#### WHAT IS NEEDED:
Transcribe the entries below exactly.
-------- ENTRIES PROVIDED --------
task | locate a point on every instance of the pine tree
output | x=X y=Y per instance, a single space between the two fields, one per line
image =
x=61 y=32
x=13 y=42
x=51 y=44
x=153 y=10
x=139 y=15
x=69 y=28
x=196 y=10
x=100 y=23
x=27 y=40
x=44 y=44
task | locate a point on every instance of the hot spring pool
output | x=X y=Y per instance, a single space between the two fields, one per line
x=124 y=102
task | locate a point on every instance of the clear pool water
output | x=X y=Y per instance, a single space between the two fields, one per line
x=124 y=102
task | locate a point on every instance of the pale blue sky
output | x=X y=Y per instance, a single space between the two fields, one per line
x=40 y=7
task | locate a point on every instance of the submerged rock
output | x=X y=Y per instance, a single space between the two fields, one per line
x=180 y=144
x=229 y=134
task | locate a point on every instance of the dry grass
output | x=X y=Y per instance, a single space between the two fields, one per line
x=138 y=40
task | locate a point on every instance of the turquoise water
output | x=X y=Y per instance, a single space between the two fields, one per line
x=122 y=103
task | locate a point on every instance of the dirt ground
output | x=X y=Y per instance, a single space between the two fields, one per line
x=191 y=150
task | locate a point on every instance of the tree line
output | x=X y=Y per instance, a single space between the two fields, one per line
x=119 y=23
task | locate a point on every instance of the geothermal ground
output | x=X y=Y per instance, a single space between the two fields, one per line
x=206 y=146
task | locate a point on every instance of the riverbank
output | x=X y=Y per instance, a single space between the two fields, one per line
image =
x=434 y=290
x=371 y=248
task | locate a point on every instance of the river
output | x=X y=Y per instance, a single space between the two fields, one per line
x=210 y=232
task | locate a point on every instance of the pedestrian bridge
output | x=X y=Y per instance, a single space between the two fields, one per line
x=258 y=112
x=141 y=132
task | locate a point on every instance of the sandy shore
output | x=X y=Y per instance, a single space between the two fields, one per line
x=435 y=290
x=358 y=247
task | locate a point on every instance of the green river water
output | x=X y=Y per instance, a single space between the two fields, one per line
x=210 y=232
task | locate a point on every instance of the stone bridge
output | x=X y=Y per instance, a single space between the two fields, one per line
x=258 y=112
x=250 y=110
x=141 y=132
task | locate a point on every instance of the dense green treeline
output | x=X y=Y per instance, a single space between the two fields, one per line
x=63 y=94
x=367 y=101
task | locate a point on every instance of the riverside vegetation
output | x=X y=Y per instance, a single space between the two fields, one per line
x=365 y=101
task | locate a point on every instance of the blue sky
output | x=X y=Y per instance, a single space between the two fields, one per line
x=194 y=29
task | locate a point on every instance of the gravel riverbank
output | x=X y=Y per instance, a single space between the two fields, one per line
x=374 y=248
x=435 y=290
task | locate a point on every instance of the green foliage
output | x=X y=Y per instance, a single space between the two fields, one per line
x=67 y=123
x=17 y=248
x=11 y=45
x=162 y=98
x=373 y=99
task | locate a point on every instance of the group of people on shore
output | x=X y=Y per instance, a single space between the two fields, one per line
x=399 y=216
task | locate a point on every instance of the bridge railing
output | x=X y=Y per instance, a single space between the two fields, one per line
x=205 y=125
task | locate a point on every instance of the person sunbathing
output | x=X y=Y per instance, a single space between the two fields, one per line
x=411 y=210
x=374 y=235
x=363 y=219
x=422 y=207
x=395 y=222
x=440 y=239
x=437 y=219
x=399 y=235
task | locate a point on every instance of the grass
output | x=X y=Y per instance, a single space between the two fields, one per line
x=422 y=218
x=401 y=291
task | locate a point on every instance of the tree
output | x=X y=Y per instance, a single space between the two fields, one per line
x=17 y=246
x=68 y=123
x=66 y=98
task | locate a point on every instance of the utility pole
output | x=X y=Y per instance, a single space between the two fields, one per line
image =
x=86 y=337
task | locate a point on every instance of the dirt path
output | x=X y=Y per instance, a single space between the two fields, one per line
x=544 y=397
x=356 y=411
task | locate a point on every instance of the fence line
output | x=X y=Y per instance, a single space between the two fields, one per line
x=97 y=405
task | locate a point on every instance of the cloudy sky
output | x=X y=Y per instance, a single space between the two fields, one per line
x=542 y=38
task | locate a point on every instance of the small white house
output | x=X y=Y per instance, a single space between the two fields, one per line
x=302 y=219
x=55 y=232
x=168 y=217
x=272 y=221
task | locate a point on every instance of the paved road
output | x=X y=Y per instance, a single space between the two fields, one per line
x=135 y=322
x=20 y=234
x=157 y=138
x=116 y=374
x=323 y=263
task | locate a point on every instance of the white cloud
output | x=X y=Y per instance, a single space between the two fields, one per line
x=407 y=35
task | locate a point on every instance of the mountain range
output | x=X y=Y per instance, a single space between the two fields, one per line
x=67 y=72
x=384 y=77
--------
#### RESPONSE BOX:
task | locate a point on every instance of the pine tree
output | x=X y=Y per instance, a single space between the two fields, one per line
image =
x=61 y=32
x=13 y=42
x=51 y=44
x=153 y=10
x=139 y=15
x=69 y=28
x=196 y=10
x=100 y=23
x=27 y=40
x=44 y=44
task | locate a point on every instance of the hot spring pool
output | x=X y=Y per instance, a single space between the two fields, one per line
x=124 y=102
task | locate a point on every instance of the clear pool water
output | x=X y=Y per instance, a single space between the two fields, one per line
x=124 y=102
task | locate a point on every instance of the pale blue sky
output | x=X y=Y per instance, a single space between the two fields, one per line
x=40 y=7
task | locate a point on every instance of the submerged rock
output | x=X y=Y per instance, a single space between the two fields, one per line
x=180 y=144
x=229 y=134
task | locate a point on every instance of the dry grass
output | x=X y=Y per instance, a single space between the two fields, one per line
x=138 y=40
task | locate a point on every instance of the turquoise water
output | x=X y=Y per instance, a single space between the two fields, one per line
x=122 y=103
task | locate a point on every instance of the dirt ground
output | x=X y=Y per instance, a single space between the two fields, one per line
x=191 y=150
task | locate a point on every instance of the tree line
output | x=X y=Y per instance, a single space between the two fields, one per line
x=119 y=23
task | locate a point on every instance of the geothermal ground
output | x=X y=Y per instance, a single space between the two fields, one per line
x=206 y=146
task | locate a point on every instance of the riverbank
output | x=X y=Y per instance, a single space between the two fields, one per line
image =
x=434 y=290
x=371 y=248
task | locate a point on every instance of the river
output | x=X y=Y per instance, a single space between the two fields, one per line
x=210 y=232
task | locate a point on every instance of the pedestrian bridge
output | x=X y=Y per instance, a single space between the two fields, one per line
x=258 y=112
x=141 y=132
task | locate a point on every instance of the sandy shore
output | x=X y=Y per instance, a single space between the two fields, one per line
x=435 y=290
x=358 y=247
task | locate a point on every instance of the green river water
output | x=X y=Y per instance, a single space between the two fields, one per line
x=210 y=232
task | locate a point on every instance of the stone bridge
output | x=X y=Y per instance, a single space between the two fields, one per line
x=258 y=112
x=250 y=110
x=141 y=132
task | locate a point on every instance of the dense green treeline
output | x=X y=Y per instance, a single space between the two fields, one per line
x=63 y=94
x=367 y=101
task | locate a point on every instance of the riverside vegetation
output | x=X y=Y per instance, a single space between the two fields, one per line
x=365 y=101
task | locate a point on every instance of the blue sky
output | x=X y=Y per instance, a single space between the two fields, one per line
x=194 y=29
task | locate a point on every instance of the gravel riverbank
output | x=X y=Y per instance, a single space between the two fields, one per line
x=374 y=248
x=435 y=290
task | locate a point on every instance of the green foliage
output | x=X y=Y per instance, a single space between the two fields, one per line
x=67 y=123
x=17 y=248
x=11 y=45
x=162 y=98
x=373 y=99
task | locate a point on every instance of the group of people on shore
output | x=X y=Y per instance, a single space between the two fields, one per line
x=399 y=216
task | locate a point on every instance of the bridge railing
output | x=X y=Y per instance, a single space between the two fields, one per line
x=205 y=125
task | locate a point on every instance of the person sunbathing
output | x=X y=Y per instance, a single space between the two fields, one per line
x=411 y=210
x=374 y=235
x=363 y=219
x=422 y=207
x=395 y=222
x=440 y=239
x=437 y=219
x=399 y=235
task | locate a point on every instance of the grass
output | x=X y=Y per instance, a single space between the two fields, one per line
x=422 y=218
x=401 y=291
task | locate a point on every instance of the tree
output | x=X y=Y per instance, a single space between the two fields, one per line
x=17 y=246
x=68 y=123
x=66 y=98
task | locate a point on every instance of the utility pole
output | x=X y=Y per instance, a single space between the two fields, one per line
image =
x=86 y=337
task | locate a point on every instance of the dirt path
output | x=X y=Y per instance, a single space between the two fields, one per line
x=544 y=397
x=356 y=411
task | locate a point on every instance of the fence line
output | x=X y=Y per instance, a single space between the two fields, one per line
x=97 y=405
task | locate a point on every instance of the cloudy sky
output | x=X y=Y per instance, a single space between the two fields, one per line
x=542 y=38
task | locate a point on every instance of the small white house
output | x=X y=Y per instance, a single space between the two fields, one per line
x=302 y=219
x=55 y=232
x=168 y=217
x=272 y=221
task | locate a point on every instance of the paved road
output | x=X y=Y per instance, a single space between the two fields, one per line
x=135 y=322
x=20 y=234
x=157 y=138
x=116 y=374
x=323 y=263
task | locate a point on every instance of the white cloud
output | x=X y=Y per instance, a single space between the two fields, one per line
x=407 y=35
task | locate a point on every instance of the mountain range
output | x=X y=Y per instance, a single space between the two fields, one per line
x=67 y=72
x=384 y=77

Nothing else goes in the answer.